▸ Document extract:
+===+
Remember your helmet has a MAXIMUM 5 Year Effective Lifespan. Things like dropping 3 feet to a hard surface, chemicals (body oil, gas fumes, etc.) being hit by debris at highway speeds cut the lifespan dramatically. The expanded poly-styrene material inside the helmet degrades over time and is less able to provide impact protection. If you or your loved one is using a helmet over 5 years old, please get them into a new one. Convince them to buy a new one or give them one as a present.
The new flip front style helmet is rapidly becoming a favorite by the EMT's and Medics. They afford EMTs access to the face without removing the helmet possibly causing more injury to the neck and head areas to administer oxygen and/or medication to the injured. Normally they would have to cut off a helmet with a cut saw or use the "jaws of life" to cut the chin guard off of a full face helmet. Now, they simply raise the face shield.
Motorcycle Helmet Safety Fact Sheet
Choosing a motorcycle helmet.
The most important piece of motorcycle safety equipment that you can buy is a helmet. Every rider benefits from wearing a helmet, no matter how great or how little their level of experience. In order to choose a helmet that offers the most protection without sacrificing comfort or style, the National Highway Traffic Safety Administration offers some guidelines.
+===+
▸ Your tasks:
a) Copy the part of the helmet safety text that opens with the words containing "The new flip" and closes with "a motorcycle helmet.".
b) According to the helmet safety text, why are flip front helmets becoming a favorite with EMTs and medics?
c) Answer these questions from the helmet safety text:
(i) What is the maximum effective lifespan of a helmet?
(ii) What do EMTs normally use to get a full face helmet off?
(iii) Which agency offers guidelines for choosing a helmet?

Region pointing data
+===+
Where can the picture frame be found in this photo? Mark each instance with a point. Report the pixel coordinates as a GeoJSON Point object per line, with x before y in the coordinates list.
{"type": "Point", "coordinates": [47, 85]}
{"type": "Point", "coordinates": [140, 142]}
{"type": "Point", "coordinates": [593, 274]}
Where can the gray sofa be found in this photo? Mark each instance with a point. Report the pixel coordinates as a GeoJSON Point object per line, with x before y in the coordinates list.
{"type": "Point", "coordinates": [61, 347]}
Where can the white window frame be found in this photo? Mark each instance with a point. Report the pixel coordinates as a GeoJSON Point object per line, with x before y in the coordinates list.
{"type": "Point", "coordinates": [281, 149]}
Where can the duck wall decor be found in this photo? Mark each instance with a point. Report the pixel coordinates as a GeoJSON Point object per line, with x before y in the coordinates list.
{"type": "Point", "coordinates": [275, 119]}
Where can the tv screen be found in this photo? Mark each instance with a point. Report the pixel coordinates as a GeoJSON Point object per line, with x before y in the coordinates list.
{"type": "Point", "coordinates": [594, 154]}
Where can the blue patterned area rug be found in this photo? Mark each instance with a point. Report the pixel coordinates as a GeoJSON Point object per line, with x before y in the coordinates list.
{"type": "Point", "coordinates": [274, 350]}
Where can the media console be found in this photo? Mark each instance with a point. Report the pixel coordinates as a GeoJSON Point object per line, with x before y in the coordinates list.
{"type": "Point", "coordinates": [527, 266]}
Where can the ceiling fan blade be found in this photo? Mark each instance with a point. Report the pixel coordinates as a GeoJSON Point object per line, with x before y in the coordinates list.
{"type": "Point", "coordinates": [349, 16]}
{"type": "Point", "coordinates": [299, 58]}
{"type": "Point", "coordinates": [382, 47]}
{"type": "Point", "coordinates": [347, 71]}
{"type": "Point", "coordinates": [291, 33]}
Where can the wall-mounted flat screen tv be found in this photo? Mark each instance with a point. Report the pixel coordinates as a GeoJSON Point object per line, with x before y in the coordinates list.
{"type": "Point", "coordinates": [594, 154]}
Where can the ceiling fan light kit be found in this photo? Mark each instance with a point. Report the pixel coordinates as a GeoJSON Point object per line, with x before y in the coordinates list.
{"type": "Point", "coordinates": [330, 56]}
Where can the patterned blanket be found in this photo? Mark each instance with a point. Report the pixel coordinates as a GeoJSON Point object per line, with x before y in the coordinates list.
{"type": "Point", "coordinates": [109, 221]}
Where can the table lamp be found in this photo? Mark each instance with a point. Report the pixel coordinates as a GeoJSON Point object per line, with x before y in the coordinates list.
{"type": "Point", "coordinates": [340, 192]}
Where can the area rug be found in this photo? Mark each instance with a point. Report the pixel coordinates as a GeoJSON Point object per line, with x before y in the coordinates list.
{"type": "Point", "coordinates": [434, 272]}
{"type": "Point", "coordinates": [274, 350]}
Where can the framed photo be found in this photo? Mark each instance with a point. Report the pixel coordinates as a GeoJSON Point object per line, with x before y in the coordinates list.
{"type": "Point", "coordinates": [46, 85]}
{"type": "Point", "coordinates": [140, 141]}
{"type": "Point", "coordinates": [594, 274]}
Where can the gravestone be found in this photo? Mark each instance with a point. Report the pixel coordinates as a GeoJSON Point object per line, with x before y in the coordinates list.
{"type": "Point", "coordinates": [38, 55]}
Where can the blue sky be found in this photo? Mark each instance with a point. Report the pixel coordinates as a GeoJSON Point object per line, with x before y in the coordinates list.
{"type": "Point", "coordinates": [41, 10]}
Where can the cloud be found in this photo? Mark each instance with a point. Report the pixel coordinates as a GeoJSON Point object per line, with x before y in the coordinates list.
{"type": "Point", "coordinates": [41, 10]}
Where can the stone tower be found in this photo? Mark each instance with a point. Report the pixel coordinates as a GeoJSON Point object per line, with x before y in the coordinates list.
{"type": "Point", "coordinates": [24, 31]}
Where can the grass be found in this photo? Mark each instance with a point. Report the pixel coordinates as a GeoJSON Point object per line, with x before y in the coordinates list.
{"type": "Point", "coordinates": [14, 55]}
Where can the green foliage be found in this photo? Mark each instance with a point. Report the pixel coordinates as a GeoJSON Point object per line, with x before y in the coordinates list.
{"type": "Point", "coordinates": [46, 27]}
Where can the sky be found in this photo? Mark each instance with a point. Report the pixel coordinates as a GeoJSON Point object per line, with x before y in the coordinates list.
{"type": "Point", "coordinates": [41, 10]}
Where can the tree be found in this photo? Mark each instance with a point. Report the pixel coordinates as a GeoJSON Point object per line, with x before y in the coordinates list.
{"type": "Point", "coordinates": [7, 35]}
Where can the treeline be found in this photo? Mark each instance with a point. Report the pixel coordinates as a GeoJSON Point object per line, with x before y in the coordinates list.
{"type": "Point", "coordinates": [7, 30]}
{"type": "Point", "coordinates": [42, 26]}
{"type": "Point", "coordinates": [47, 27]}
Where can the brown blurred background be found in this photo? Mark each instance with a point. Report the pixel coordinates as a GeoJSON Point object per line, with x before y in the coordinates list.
+===+
▸ Results by task:
a)
The new flip front style helmet is rapidly becoming a favorite by the EMT's and Medics. They afford EMTs access to the face without removing the helmet possibly causing more injury to the neck and head areas to administer oxygen and/or medication to the injured. Normally they would have to cut off a helmet with a cut saw or use the "jaws of life" to cut the chin guard off of a full face helmet. Now, they simply raise the face shield.
Motorcycle Helmet Safety Fact Sheet
Choosing a motorcycle helmet.

b) EMTs can reach the injured person's face by raising the face shield, so they don't have to remove the helmet. Removing it could cause more injury to the neck and head, and access to the face lets them give oxygen or medication.

c)
(i) Five years.
(ii) A cut saw, or the "jaws of life" to cut off the chin guard.
(iii) The National Highway Traffic Safety Administration.